⟨
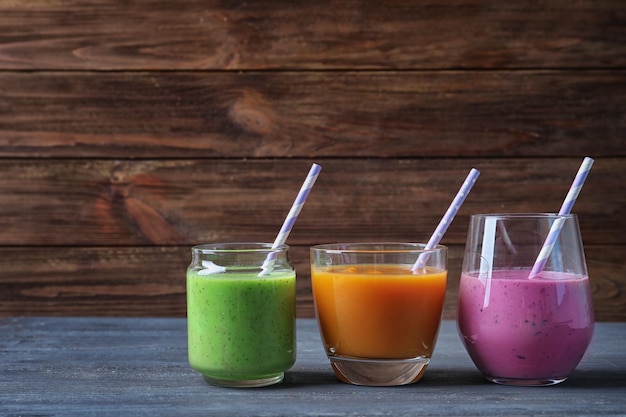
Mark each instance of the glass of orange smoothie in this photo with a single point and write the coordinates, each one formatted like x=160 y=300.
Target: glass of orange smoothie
x=378 y=315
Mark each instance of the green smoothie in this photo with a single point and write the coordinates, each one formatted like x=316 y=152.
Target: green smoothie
x=241 y=326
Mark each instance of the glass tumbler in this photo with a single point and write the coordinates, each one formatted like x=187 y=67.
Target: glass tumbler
x=241 y=323
x=377 y=317
x=518 y=328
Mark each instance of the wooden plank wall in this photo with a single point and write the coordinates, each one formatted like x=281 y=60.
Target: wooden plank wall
x=130 y=131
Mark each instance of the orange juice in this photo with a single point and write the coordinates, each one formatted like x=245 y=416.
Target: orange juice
x=378 y=311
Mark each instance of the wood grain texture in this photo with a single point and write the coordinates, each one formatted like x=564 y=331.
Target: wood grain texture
x=313 y=114
x=72 y=367
x=235 y=35
x=108 y=202
x=150 y=281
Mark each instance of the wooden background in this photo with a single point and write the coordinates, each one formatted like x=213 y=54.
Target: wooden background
x=130 y=131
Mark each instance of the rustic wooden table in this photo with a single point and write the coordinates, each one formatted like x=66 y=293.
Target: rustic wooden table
x=138 y=366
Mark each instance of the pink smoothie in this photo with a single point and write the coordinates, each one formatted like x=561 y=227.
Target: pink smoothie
x=528 y=329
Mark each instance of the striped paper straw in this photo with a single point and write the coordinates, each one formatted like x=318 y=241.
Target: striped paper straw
x=566 y=208
x=447 y=218
x=268 y=264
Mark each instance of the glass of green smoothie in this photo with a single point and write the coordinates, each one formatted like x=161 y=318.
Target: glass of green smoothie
x=241 y=317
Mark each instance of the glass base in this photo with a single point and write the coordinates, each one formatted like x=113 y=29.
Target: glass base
x=378 y=372
x=245 y=383
x=539 y=382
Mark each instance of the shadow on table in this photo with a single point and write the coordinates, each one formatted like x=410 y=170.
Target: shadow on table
x=466 y=377
x=597 y=378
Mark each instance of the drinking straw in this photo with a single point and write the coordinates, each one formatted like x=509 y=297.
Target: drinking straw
x=447 y=218
x=566 y=208
x=281 y=238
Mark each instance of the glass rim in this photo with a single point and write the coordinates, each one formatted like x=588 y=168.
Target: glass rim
x=538 y=215
x=239 y=247
x=377 y=247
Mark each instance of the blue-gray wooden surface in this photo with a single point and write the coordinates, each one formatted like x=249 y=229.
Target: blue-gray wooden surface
x=138 y=367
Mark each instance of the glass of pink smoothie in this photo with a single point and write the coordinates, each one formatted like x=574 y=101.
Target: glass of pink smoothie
x=522 y=330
⟩
▶ Task objective
Starting with the line that contains "Mark each instance of the blue-gray" and continuing through the end of the data above, both ends included, present those lines as a numbered list with any blank lines omitted.

▶ Final result
1. Mark each instance of the blue-gray wooden surface in this photo with a single point and write the coordinates, each one formatted like x=249 y=229.
2. Target: blue-gray wooden surface
3. x=138 y=367
4. Mark each instance of the glass of pink smoothie in this photo with a single point and write the coordinates, each one formatted like x=574 y=101.
5. Target: glass of pink smoothie
6. x=522 y=330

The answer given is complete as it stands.